課題:
下の本文の「目の前の端末にはハードディスクもなく、作成したデータもsimeに保存される。」という一文を英語に訳しなさい。

101/102教室に設置されているのはSunRayというシンクライアントであり、ネットワークへの接続機能やディスプレイへの表示機能などの最低限の機能を備えた端末である。実際に稼動しているのはサーバールームにあるsimeという名称のコンピュータであり、Solaris10というOSを使用している。教室内の端末からの命令はsimeで処理され、処理結果が目の前のディスプレイに表示されている。目の前の端末にはハードディスクもなく、作成したデータもsimeに保存される。つまり、授業中には一度に多数の人がsimeという1台のコンピュータを共有して使用していることになる。

計算機simeは共用

それゆえ、どの端末を使用してもsimeに保存された自分のデータにアクセスすることができる。しかし、そのためには使用するのが誰であるのかをsimeに明示する必要があるし、使い終わった際には次の人が使えるように終了手続きを踏む必要がある。これがログインとログアウトという操作になる。

[2] ログイン・ログアウト・3種類のウィンドウ(フォーカスと切り替え)

ログイン

  • ログイン:教室内にある端末(コンピュータ)の利用開始手続き
  • 初めてログインを行う場合のみ、オプションからセッションでFVWMウィンドウマネージャを選択(ここでデスクトップ環境を設定)
    • FVWMウィンドウマネージャを選択すると下の図の右側のように入力欄の下に「FVWMウィンドウマネージャ」と表示される
    • この操作は一度行うと記憶されるので、最初の1回だけ実施すればよい
      オプションからセッションを選びFVWMウィンドマネージャーを選ぶ
  • ユーザ名とパスワードを入力する(それぞれ入力後[Return]キー)
    • ユーザー名:チェックディジットを除いた学籍番号(cは小文字)
    • パスワード:2階の情報教室と同じ
    • パスワードは入力をしても画面に表示されない

ログイン時のユーザー名とパスワード

  • ユーザー名:チェックディジットを除いた学籍番号(cは小文字)
  • パスワード:2階の情報教室と同じ

3種類のウィンドウ

  • ログインをすると3つのウィンドウが自動的に表示される
    • ログインできない場合は、ユーザー名かパスワードが間違っているので、入力しなおす
  • 3つのウィンドウの名称と働きは次の通り

ウィンドウの名称とタイトル

  • kterm(緑色):ファイルのコピーや移動、Rubyプログラムの実行操作などを行う。

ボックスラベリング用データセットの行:
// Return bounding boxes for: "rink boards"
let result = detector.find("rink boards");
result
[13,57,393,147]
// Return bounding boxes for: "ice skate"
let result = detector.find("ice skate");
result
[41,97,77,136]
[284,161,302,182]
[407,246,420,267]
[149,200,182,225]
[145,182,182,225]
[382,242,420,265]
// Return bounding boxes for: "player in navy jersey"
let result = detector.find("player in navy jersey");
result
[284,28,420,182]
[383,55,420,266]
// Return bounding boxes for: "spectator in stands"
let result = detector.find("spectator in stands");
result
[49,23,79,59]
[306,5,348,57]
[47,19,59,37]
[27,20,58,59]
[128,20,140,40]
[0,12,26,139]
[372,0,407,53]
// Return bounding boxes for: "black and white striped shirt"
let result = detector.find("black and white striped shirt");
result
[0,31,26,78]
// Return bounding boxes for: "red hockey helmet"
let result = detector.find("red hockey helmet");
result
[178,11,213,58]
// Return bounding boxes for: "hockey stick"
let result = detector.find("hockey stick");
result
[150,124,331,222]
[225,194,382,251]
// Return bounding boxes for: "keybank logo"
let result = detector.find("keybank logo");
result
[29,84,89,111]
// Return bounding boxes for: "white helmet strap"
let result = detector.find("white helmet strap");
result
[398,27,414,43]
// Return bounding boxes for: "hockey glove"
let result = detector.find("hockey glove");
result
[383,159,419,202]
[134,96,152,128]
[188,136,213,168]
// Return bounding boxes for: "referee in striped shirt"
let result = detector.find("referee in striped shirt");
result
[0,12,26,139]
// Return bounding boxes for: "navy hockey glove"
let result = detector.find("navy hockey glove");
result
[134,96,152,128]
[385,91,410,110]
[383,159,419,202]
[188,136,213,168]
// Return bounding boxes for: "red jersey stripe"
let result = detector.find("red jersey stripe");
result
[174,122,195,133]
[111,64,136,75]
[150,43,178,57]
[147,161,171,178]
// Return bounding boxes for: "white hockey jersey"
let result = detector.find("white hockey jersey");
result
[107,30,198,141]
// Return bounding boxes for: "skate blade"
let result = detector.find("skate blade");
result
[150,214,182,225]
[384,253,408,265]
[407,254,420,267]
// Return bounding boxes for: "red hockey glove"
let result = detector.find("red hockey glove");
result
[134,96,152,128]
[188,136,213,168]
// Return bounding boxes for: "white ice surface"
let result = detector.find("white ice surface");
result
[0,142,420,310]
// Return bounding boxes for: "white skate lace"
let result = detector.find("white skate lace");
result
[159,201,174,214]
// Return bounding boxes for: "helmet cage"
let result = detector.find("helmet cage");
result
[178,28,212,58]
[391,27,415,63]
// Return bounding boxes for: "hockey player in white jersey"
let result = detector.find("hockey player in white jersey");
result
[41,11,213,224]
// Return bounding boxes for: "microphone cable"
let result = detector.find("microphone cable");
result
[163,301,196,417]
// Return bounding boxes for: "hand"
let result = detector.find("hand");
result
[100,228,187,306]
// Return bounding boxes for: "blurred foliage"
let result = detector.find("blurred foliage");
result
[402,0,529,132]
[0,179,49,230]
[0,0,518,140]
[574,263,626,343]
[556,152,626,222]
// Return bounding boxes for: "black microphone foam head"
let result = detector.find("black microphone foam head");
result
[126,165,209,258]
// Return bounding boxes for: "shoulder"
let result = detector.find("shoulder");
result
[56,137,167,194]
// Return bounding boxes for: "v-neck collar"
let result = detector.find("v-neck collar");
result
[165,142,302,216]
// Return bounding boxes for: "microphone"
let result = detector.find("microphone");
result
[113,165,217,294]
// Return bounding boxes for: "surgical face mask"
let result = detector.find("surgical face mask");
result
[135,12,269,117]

解答:
The terminal in front of you has no hard disk, and the data you create is also saved on sime.